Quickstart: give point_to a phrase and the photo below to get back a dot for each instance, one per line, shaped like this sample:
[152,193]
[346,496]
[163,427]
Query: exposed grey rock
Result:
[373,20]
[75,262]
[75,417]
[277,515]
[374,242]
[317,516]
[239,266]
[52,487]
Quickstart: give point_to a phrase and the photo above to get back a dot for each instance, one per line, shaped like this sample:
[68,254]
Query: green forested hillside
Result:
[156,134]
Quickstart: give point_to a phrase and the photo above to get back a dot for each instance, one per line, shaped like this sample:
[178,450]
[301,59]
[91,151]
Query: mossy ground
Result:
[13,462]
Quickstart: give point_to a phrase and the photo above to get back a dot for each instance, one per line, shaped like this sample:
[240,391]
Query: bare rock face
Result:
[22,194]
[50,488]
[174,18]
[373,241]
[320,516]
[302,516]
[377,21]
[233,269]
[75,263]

TASK TO CARRY OUT =
Print the records once more, exactly as they were given.

RESULT FOR THIS TASK =
Quickstart: give point_to a phrase and the photo below to get back a dot for each instance, one per line, shaped like this sample:
[152,193]
[346,496]
[163,427]
Query: exposed grey rock
Result:
[373,20]
[75,262]
[75,417]
[277,515]
[374,242]
[317,516]
[239,266]
[52,487]
Quickstart: give point_to a phrase and the photo above to get back a dot for each instance, one per line, shaped like this sample:
[68,254]
Query: green forested hillside
Result:
[156,134]
Quickstart: give point_to a phrase and the photo above to get back a dot for each instance, one per line, shaped like this sample:
[178,450]
[301,59]
[91,151]
Query: mossy ground
Result:
[13,462]
Quickstart: give point_to a phrase and the photo above to get back a dot for each instance, one per line, shaped like this sample:
[240,391]
Query: bare rock face
Result:
[22,194]
[50,488]
[174,18]
[373,241]
[320,516]
[302,516]
[377,21]
[233,269]
[75,263]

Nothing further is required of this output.